## START Material for this exercise

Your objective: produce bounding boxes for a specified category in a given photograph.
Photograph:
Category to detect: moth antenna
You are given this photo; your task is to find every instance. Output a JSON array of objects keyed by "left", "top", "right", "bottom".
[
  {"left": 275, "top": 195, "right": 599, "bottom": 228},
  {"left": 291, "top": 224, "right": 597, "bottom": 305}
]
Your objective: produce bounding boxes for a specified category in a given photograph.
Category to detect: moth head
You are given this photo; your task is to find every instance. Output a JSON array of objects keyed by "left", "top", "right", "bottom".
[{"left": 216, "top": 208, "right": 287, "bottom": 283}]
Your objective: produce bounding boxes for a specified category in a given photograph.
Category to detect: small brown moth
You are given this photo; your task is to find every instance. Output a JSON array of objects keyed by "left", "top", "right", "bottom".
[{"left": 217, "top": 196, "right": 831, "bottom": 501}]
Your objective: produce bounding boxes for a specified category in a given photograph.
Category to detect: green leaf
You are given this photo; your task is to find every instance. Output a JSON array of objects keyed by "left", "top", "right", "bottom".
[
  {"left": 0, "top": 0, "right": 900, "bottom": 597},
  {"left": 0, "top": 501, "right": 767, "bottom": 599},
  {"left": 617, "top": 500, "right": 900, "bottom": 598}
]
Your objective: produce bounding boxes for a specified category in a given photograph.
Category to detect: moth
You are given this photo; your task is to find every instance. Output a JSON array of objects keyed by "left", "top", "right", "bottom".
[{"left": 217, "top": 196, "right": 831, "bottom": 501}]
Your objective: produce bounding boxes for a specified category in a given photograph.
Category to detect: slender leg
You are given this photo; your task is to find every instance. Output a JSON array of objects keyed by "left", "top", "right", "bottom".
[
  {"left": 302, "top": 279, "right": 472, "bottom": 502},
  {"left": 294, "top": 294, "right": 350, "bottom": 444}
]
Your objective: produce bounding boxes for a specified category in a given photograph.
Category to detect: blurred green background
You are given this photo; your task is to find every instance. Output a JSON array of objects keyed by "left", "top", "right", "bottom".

## END Material for this exercise

Please count the lines in the records above that contain the word "moth" and reply with the number alone.

Full response: 4